#### [Problem description]
Count the lines of data below that include "window". Provide only the number.

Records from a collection

↓

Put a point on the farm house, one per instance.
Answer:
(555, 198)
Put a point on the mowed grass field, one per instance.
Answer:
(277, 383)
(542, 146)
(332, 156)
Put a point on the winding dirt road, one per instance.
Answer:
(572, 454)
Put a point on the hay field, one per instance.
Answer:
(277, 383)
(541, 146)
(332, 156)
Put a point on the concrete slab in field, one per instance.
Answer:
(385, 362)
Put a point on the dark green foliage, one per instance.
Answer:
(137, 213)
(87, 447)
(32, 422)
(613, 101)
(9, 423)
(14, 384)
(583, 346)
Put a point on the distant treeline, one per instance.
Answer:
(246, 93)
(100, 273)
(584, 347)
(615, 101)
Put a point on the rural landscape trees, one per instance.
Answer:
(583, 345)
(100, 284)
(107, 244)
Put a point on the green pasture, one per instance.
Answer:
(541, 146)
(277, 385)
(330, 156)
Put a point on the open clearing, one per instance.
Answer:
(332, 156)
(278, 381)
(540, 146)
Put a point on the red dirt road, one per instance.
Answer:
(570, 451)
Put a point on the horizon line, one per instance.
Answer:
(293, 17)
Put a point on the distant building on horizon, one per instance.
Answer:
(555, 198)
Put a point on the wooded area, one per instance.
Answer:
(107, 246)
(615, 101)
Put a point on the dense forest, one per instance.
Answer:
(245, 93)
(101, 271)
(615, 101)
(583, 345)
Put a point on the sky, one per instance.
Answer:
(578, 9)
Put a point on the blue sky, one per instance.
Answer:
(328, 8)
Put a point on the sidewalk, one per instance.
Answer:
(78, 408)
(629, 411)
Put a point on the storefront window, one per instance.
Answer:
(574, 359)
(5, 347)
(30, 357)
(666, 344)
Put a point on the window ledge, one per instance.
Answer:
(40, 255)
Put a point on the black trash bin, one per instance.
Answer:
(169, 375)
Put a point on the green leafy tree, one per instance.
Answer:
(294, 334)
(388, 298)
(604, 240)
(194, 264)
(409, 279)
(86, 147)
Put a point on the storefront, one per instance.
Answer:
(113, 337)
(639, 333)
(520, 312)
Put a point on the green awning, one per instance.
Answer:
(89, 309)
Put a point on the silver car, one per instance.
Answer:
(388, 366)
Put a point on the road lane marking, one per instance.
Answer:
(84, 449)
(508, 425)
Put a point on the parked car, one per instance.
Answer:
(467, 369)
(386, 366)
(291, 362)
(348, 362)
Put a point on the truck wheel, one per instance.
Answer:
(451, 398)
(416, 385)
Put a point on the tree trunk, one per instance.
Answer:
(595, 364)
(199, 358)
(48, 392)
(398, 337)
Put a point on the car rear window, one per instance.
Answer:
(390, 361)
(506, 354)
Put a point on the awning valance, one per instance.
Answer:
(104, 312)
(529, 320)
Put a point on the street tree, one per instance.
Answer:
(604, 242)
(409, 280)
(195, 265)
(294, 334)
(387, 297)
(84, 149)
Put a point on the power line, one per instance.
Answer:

↑

#### [Task result]
3